— Task A —
List each change in the Senate bill that the post on the federal election bills names individually.
— Task B —
According to the post on the federal election bills, why does the author cover the bills through edited Facebook rants instead of the usual format?
— Task C —
Continue the post on the federal election bills from its last sentence.

— Excerpted passage —
▽
Both the US House and Senate have proposals to improve our elections in the age COVID-19. They are huge and dangerous, impossible to implement in Connecticut and many other states by November.
Instead of our usual format here, I will cover them by rants I have posted as comments on Facebook over the last two days. They are just to complex and out of touch with reality to comment in a neat and organized, point by point way.
By my count the Senate bill has eleven significant changes to current election law, procedures, and electronic systems in Connecticut elections. I have not counted the details in the House bill, while it is similar to the Senate bill it has at least two additional very difficult to implement requirements.
Senate Bill Page Summary <read> Senate Bill <read> House Bill (start at page 814) <read>
Selected Recent Rants (edited):
As Denise Merrill testified, just one of these changes is too much to do by Nov especially for the biggest election of the cycle. The Election Night Reporting system took about 5 years to get right, if it is now. Motor Voter has taken two years so far, if it is right now. The Senate bill has 11 significant changes we don’t have now including online AB requests, permanent AB for all, count ABs until the day before certification, signature cure also until that date, expanded email ballot delivery for disabled and those that don’t receive it by two days before the election, no exception for a disaster without internet or phone service, expanded (ambiguous) requirements for disabled, 20 days polling place early voting, etc. The House bill adds mandatory signature match for all ABs and days 15 days of early voting that must include the day before Election Day – that is a significant addition, where the Senate bill provides four days between early voting and election day. The bills would pay for some hardware, software and implementation but I doubt for most of those local costs. We would almost necessarily need epollbooks to integrate the early voting data. Miss one part or screw it up for one voter, the US AG or v ANY citizen can sue for injunctive relief.
△
Photo-referring expression data
▽
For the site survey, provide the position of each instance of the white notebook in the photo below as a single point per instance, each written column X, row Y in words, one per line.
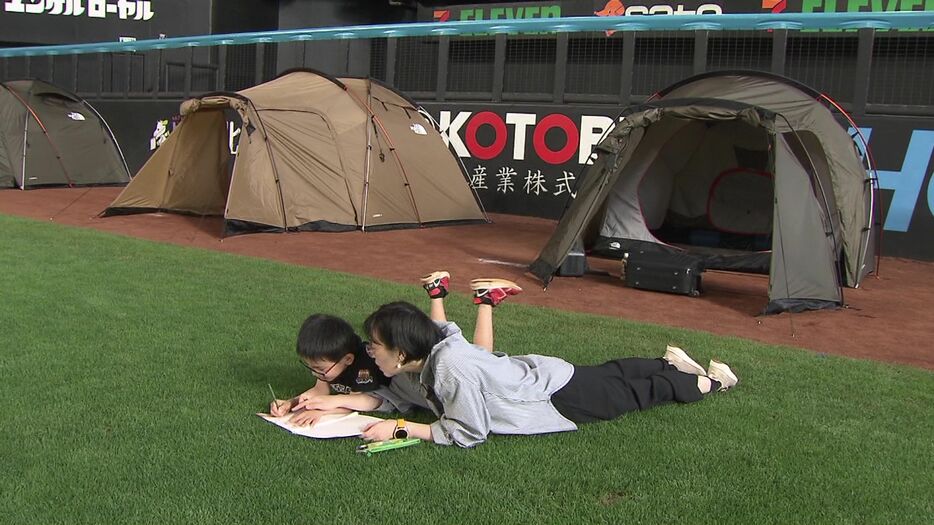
column 329, row 426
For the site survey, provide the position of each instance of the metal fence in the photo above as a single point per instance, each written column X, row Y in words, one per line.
column 867, row 70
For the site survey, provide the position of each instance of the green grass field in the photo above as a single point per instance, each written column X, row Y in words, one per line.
column 131, row 372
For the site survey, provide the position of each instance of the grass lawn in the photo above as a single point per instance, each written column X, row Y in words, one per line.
column 131, row 372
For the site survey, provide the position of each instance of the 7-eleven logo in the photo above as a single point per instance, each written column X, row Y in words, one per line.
column 775, row 6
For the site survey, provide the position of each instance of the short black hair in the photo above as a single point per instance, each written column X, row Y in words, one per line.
column 326, row 337
column 402, row 326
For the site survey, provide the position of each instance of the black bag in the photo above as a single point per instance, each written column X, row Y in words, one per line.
column 678, row 273
column 575, row 264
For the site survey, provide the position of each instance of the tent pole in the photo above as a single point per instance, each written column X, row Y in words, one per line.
column 873, row 181
column 460, row 162
column 112, row 138
column 392, row 150
column 58, row 155
column 22, row 185
column 366, row 164
column 272, row 162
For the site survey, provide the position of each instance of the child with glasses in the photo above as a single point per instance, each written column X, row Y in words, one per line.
column 330, row 349
column 475, row 393
column 318, row 335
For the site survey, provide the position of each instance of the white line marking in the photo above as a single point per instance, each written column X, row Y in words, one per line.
column 504, row 263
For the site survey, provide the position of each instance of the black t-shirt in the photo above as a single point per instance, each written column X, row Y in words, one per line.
column 361, row 376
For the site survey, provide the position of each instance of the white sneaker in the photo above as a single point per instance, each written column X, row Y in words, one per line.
column 682, row 361
column 721, row 373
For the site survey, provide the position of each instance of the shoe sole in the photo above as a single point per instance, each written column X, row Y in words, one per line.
column 487, row 284
column 681, row 357
column 434, row 276
column 722, row 370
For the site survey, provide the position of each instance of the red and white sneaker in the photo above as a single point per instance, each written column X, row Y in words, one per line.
column 436, row 284
column 492, row 291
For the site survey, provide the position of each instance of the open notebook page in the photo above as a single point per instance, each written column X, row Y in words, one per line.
column 329, row 426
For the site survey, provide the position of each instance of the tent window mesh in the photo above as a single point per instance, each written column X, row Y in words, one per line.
column 594, row 64
column 902, row 69
column 661, row 59
column 825, row 63
column 470, row 64
column 417, row 64
column 739, row 50
column 530, row 65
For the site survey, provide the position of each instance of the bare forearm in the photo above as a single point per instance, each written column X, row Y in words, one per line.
column 420, row 431
column 363, row 402
column 321, row 388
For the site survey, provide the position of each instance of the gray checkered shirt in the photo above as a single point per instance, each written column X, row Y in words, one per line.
column 475, row 393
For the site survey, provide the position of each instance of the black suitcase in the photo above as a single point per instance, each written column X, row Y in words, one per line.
column 678, row 273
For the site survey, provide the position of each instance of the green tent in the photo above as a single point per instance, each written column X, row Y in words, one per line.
column 51, row 137
column 745, row 187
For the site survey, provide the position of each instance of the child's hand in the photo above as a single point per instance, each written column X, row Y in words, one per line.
column 308, row 395
column 381, row 431
column 318, row 403
column 306, row 417
column 280, row 407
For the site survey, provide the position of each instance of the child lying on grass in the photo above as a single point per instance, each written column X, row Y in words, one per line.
column 474, row 392
column 333, row 353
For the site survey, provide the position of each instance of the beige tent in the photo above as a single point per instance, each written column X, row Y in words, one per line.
column 315, row 153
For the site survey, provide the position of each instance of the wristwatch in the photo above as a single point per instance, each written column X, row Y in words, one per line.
column 401, row 431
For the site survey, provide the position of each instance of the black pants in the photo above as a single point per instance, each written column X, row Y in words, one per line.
column 610, row 390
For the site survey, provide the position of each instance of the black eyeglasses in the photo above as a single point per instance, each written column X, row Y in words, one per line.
column 320, row 375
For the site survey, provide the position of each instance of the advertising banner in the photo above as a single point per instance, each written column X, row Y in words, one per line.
column 79, row 21
column 529, row 159
column 558, row 8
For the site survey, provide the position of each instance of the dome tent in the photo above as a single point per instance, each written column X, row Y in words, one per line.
column 745, row 170
column 315, row 153
column 52, row 137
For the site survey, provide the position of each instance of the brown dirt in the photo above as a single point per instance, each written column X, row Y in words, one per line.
column 888, row 319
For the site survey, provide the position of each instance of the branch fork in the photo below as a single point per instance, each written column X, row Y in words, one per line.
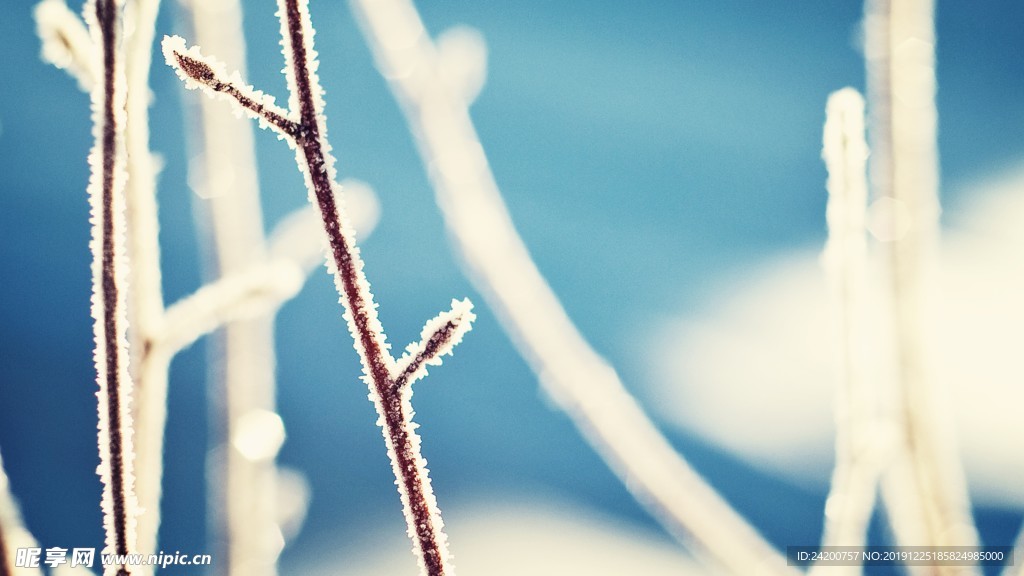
column 389, row 380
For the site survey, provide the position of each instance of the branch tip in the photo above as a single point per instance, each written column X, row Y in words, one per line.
column 438, row 337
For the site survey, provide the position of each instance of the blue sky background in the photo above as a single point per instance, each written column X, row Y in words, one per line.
column 645, row 149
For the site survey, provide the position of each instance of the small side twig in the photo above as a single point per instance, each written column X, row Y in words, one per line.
column 304, row 128
column 110, row 275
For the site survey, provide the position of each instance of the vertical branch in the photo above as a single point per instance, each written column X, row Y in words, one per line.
column 304, row 128
column 242, row 356
column 144, row 299
column 110, row 276
column 851, row 500
column 578, row 378
column 312, row 151
column 925, row 491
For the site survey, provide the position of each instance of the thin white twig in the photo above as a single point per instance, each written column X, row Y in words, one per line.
column 859, row 447
column 304, row 128
column 578, row 378
column 144, row 296
column 67, row 43
column 925, row 491
column 243, row 360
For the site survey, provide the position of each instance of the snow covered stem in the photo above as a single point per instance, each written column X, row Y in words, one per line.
column 107, row 188
column 434, row 93
column 389, row 380
column 925, row 490
column 859, row 448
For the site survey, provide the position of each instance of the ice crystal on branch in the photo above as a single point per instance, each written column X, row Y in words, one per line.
column 304, row 128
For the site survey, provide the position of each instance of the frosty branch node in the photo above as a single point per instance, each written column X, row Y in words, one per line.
column 304, row 128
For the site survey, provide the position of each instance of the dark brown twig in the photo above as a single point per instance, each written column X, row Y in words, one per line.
column 107, row 191
column 305, row 130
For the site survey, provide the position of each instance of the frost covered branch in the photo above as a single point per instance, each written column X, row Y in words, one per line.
column 434, row 85
column 858, row 442
column 924, row 490
column 107, row 186
column 304, row 128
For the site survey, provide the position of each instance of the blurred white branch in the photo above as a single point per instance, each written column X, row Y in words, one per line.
column 304, row 128
column 924, row 490
column 860, row 444
column 67, row 43
column 434, row 99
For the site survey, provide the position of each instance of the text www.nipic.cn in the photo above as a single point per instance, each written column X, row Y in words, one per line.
column 33, row 558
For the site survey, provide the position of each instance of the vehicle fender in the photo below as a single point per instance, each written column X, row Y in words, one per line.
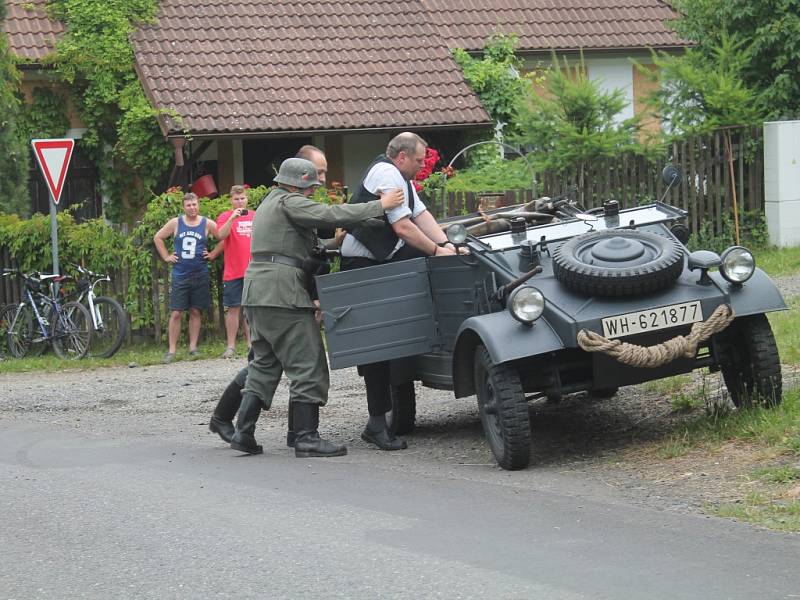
column 505, row 339
column 758, row 294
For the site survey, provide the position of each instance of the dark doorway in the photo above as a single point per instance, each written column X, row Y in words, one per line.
column 262, row 157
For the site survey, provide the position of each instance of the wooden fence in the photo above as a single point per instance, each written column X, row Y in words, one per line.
column 157, row 296
column 705, row 191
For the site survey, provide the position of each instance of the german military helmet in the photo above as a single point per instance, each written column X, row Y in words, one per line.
column 297, row 172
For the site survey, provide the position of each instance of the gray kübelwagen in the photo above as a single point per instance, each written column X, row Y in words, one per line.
column 552, row 300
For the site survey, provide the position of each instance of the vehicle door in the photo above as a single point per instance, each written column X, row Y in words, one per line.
column 378, row 313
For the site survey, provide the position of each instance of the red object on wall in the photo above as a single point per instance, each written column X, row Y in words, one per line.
column 205, row 187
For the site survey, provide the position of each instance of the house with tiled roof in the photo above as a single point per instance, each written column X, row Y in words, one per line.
column 32, row 37
column 243, row 83
column 608, row 33
column 261, row 77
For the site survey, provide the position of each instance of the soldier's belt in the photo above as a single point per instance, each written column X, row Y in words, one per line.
column 279, row 259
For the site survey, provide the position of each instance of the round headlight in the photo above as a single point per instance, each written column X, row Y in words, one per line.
column 456, row 233
column 526, row 304
column 738, row 264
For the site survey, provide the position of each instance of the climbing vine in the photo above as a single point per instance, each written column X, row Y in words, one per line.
column 13, row 149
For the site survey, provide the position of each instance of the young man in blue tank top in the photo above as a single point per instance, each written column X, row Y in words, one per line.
column 190, row 286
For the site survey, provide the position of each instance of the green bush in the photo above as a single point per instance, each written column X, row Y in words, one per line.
column 105, row 249
column 495, row 176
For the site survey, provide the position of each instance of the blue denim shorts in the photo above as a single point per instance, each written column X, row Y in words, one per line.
column 232, row 292
column 190, row 291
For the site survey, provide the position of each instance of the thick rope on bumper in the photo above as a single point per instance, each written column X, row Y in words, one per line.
column 660, row 354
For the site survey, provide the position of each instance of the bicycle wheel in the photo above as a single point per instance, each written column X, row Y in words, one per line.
column 110, row 327
column 20, row 330
column 6, row 314
column 72, row 331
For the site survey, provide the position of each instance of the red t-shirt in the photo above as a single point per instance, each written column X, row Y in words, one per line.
column 237, row 244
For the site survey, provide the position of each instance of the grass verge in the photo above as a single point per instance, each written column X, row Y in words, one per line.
column 774, row 497
column 139, row 354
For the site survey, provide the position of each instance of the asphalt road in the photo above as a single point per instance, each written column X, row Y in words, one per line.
column 105, row 514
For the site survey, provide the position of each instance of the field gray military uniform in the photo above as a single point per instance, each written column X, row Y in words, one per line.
column 285, row 335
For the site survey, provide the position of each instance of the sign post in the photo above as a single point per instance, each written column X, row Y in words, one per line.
column 53, row 157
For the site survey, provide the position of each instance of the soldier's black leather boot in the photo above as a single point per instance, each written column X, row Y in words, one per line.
column 290, row 434
column 308, row 443
column 243, row 439
column 222, row 419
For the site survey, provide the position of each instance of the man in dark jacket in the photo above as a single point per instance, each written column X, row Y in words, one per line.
column 409, row 231
column 285, row 334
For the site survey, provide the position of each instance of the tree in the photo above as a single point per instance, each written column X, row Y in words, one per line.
column 495, row 77
column 13, row 145
column 573, row 121
column 705, row 90
column 771, row 31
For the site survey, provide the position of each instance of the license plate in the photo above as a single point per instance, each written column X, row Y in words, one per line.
column 664, row 317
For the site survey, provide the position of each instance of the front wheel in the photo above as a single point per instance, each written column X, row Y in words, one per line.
column 404, row 408
column 110, row 327
column 6, row 315
column 72, row 331
column 750, row 365
column 20, row 330
column 504, row 411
△
— Answer area A —
- Online AB requests
- Permanent AB for all
- Counting ABs until the day before certification
- Signature cure, also until the day before certification
- Expanded email ballot delivery for disabled voters and for those who don't receive a ballot by two days before the election
- No exception for a disaster without internet or phone service
- Expanded (ambiguous) requirements for disabled voters
- 20 days of polling place early voting

— Answer area B —
The author says the bills are too complex and too out of touch with reality to comment on in a neat, organized, point-by-point way.

— Answer area C —
I’ll add it’s not 7 months as the AB stuff must be ready in Sept and Early voting in Oct. Plus all this is developed, tested, implemented and executed under COVID-19 separation rules. Unless it passes in time that we need it for the Aug Primary.
Lets not forget this is all being done under the gun of COVID-19. And the Electoral Count Act:
The bills have provisions for ABs that took CA, WA, OR, and CO years to implement. Secretary Merrill testified to the GAE last month that just one of those provisions was too difficult and risky to implement for Nov, I agree. There are several others even more difficult. Meeting those provisions and counting ABs are compounded by precautions for COVID-19. Even in CA where they have years of experience, they have 30 days to count ABs – now they have extended that to 51 days for the recent Primary – for 2020 the Safe Harbor date to report votes for electors is Dec 14, just 41 days after the election – Ask yourself what would happen if the Supreme Court stuck with the strong precedent from 1876 and disqualified the CA electors? And on top of that CT is starting years behind in procedures, practices, automation, and systems.
What would I recommend?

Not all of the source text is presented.